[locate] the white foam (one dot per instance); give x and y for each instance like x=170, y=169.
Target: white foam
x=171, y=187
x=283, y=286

===

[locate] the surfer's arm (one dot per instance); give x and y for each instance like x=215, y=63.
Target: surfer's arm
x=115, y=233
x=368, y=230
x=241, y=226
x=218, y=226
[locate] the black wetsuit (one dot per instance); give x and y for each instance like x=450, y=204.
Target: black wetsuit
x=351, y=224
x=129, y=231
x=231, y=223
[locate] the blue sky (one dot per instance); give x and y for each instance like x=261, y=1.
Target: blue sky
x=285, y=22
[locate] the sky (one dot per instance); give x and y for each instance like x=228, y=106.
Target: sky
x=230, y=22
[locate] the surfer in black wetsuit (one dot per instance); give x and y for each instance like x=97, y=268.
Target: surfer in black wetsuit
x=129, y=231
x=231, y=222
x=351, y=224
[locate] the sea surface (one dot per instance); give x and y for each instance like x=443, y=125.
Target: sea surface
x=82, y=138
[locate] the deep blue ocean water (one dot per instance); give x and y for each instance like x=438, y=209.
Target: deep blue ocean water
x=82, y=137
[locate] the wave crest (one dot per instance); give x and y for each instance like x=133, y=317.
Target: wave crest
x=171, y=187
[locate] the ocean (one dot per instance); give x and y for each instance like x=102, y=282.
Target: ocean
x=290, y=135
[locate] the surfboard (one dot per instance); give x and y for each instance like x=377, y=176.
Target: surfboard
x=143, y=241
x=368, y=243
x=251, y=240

===

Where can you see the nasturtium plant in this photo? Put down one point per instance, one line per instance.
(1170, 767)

===

#### [Job]
Switch "nasturtium plant" to "potted fern" in everything from the listing line containing "Where can you" down to the line containing "(1170, 767)", and give those lines again with nothing else changed.

#### [Response]
Where can you see the potted fern in this photo? Put down one point per instance, one line per instance.
(1170, 767)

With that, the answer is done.